» **TO BE DONE**
Copy out each line below exactly as it appears.

##### TASK MATERIAL #####

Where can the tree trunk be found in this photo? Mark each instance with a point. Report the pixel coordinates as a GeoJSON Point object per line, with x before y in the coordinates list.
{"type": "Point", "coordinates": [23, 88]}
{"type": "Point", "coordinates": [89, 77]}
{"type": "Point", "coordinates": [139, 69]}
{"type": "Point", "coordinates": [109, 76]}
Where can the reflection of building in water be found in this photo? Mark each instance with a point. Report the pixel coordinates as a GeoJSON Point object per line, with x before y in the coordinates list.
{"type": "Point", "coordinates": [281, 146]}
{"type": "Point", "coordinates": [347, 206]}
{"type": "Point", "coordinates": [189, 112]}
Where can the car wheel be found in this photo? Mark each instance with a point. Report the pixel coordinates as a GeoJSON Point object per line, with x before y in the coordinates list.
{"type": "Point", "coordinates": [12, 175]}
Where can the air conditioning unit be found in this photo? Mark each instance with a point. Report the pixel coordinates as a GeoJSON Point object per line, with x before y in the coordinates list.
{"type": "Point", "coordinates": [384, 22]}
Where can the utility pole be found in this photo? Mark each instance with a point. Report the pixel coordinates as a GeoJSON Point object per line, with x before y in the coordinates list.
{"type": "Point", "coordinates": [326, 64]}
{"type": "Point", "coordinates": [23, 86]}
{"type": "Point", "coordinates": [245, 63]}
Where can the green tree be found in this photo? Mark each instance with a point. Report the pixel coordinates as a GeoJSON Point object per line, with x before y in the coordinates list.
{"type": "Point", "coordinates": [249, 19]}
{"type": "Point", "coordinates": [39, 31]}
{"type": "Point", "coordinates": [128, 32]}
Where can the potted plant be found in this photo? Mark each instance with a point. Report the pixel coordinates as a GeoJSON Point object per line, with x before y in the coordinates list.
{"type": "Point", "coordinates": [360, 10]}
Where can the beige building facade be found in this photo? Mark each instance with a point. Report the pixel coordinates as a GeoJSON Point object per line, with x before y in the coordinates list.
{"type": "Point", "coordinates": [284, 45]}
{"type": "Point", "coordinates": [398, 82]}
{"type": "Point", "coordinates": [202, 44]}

#####

» **RESPONSE**
Where can the tree trunk be found in this photo? Mark each instance with a point. Report the pixel coordinates as a GeoJSON Point object per line, with x before y in the coordinates list.
{"type": "Point", "coordinates": [23, 88]}
{"type": "Point", "coordinates": [89, 77]}
{"type": "Point", "coordinates": [139, 69]}
{"type": "Point", "coordinates": [109, 76]}
Where can the reflection of building in water be found in this photo? Mark each instance with a point. Report the pixel coordinates as a GeoJSON Point object per line, with x before y in the coordinates list.
{"type": "Point", "coordinates": [281, 146]}
{"type": "Point", "coordinates": [347, 206]}
{"type": "Point", "coordinates": [189, 112]}
Where can the car wheel be found in this photo? Mark each instance with a point. Report the pixel coordinates as a GeoJSON Point object per line, with x before y in the coordinates list.
{"type": "Point", "coordinates": [12, 175]}
Where can the air conditioning unit be found in this photo? Mark each instance with a point. Report the pixel coordinates as a GeoJSON Point object per line, with x before y in the coordinates list.
{"type": "Point", "coordinates": [384, 22]}
Where can the utility pole be found in this photo? Mark each instance with a point. Report the pixel coordinates as a GeoJSON Point object per line, with x before y in the coordinates list.
{"type": "Point", "coordinates": [326, 64]}
{"type": "Point", "coordinates": [23, 86]}
{"type": "Point", "coordinates": [245, 63]}
Where can the green tree be found in this photo? Mark each instance with a point. Report the pixel coordinates as a GeoJSON Point object per line, with x before y in the coordinates list.
{"type": "Point", "coordinates": [249, 19]}
{"type": "Point", "coordinates": [39, 31]}
{"type": "Point", "coordinates": [128, 32]}
Where can the potted plant be found in this photo? Mark each instance with a point. Report the pixel coordinates as a GeoJSON Point object per line, with x before y in the coordinates list.
{"type": "Point", "coordinates": [360, 10]}
Where can the beige building facade be found in this photo? Mark each instance with a point. Report the pixel coordinates as a GeoJSON Point object per line, with x before y in the coordinates list.
{"type": "Point", "coordinates": [284, 45]}
{"type": "Point", "coordinates": [398, 82]}
{"type": "Point", "coordinates": [202, 44]}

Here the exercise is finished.